━━━ Data in this exercise
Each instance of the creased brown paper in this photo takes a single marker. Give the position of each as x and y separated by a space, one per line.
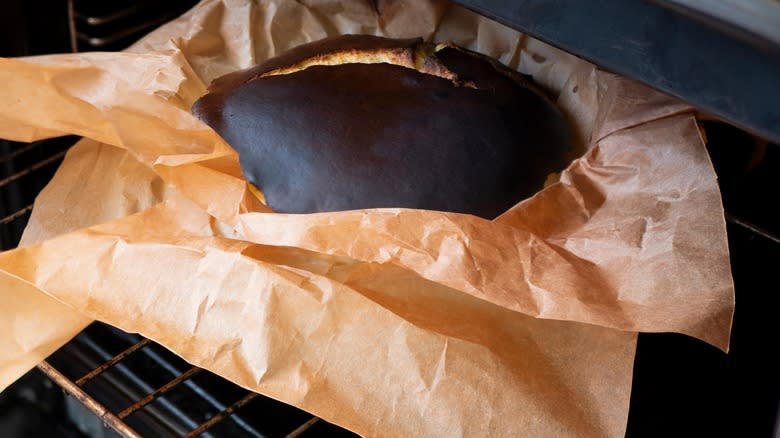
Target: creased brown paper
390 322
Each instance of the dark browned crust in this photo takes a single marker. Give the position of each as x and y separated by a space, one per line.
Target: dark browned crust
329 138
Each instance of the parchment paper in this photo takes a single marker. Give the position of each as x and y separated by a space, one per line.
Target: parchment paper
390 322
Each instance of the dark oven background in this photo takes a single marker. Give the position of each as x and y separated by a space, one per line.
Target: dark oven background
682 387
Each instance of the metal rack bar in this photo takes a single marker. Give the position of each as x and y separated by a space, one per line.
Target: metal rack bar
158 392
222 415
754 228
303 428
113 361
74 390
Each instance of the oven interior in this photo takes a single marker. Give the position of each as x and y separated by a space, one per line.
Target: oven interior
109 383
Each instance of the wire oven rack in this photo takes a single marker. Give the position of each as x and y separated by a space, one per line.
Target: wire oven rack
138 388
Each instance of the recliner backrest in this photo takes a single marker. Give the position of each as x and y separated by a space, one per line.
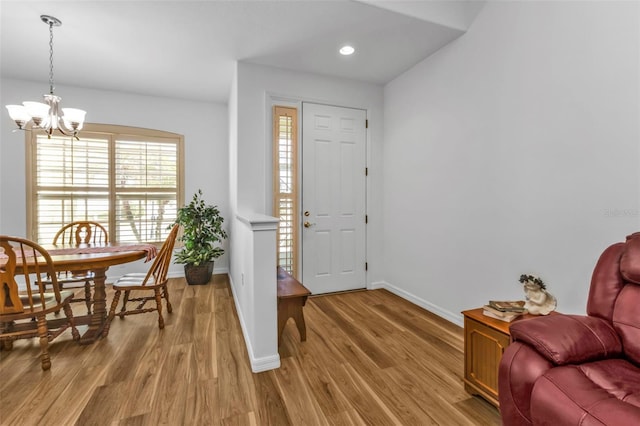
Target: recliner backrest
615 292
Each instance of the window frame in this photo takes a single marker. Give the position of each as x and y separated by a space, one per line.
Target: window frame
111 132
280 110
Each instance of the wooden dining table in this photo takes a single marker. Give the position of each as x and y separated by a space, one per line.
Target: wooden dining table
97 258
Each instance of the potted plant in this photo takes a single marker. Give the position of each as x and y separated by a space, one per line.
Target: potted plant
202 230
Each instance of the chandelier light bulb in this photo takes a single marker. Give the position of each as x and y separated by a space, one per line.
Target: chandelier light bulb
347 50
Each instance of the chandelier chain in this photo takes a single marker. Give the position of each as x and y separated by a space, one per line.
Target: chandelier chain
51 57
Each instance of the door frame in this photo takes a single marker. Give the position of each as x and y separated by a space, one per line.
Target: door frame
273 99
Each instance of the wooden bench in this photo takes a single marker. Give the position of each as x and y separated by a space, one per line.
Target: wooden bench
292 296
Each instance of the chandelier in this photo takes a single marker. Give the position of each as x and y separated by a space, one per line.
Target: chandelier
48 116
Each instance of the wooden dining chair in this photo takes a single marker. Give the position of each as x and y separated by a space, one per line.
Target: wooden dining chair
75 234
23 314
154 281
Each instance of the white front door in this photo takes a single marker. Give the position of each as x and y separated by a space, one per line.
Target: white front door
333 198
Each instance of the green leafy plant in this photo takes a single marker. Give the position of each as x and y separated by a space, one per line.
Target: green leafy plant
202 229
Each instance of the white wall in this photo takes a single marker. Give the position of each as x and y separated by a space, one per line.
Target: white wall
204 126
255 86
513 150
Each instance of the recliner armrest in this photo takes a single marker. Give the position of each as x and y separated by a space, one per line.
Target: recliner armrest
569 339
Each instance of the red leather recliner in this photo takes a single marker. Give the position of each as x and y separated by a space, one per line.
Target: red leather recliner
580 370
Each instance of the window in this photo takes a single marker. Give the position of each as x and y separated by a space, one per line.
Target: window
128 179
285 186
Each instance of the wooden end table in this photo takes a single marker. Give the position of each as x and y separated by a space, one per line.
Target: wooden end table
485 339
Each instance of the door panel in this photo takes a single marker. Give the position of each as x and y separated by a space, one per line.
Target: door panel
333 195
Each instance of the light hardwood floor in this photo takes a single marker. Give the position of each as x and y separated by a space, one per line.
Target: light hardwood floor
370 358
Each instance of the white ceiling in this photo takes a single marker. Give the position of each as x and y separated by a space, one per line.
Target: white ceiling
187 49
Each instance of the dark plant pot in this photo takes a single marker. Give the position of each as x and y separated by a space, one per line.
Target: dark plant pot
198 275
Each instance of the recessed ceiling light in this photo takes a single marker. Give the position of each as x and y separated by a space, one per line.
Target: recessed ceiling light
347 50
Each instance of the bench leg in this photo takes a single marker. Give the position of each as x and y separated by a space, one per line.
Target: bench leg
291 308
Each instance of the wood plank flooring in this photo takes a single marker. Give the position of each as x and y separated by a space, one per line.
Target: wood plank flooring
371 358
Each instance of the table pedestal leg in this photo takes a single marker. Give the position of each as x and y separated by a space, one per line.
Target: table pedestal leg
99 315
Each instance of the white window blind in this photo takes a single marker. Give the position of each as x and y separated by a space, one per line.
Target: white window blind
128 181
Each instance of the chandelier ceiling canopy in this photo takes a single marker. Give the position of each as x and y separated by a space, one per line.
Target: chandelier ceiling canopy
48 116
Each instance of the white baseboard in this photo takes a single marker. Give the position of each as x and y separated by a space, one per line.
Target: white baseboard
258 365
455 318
━━━━━━
━━━ Data in this exercise
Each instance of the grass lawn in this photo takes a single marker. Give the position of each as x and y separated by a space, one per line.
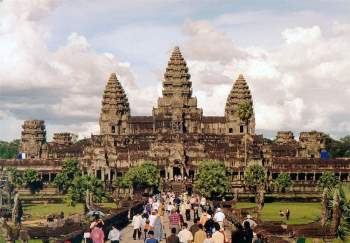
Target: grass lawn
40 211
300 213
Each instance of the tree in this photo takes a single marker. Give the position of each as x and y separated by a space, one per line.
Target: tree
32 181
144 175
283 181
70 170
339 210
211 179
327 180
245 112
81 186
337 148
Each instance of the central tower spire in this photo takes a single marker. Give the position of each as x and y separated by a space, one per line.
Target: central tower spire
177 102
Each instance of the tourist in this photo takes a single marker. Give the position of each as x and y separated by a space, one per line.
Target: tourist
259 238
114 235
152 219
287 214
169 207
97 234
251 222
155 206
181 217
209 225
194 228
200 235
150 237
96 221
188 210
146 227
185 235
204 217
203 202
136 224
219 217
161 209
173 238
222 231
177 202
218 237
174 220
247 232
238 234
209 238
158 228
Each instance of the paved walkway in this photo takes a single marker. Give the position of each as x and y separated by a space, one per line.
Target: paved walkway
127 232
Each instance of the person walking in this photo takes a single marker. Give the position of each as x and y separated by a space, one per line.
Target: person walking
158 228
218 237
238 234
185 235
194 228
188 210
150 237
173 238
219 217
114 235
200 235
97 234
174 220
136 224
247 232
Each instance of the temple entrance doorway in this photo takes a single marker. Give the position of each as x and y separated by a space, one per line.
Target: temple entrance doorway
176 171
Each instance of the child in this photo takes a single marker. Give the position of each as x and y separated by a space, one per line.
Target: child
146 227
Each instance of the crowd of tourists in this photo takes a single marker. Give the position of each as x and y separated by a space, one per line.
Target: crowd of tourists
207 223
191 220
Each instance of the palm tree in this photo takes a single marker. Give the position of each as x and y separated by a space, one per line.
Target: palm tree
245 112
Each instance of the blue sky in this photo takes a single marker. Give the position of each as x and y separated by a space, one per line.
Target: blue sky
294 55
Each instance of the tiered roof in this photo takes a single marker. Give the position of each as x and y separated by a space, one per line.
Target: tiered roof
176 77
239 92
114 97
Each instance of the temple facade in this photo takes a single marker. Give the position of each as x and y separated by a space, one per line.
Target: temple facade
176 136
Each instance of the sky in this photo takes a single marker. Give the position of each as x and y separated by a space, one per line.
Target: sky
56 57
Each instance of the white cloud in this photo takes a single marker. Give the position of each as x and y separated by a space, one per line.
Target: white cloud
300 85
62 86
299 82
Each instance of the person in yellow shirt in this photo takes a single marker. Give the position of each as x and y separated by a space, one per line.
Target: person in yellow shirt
━━━━━━
(The task)
Identify every line in the entries above that contains the string "hardwood", and copy each of those lines in full. Matching is case-sensitive.

(Result for this task)
Each instance of the light hardwood floor in this photo takes a single marker. Give the position of each as x and y separated by a space, one per line.
Target: light hardwood floor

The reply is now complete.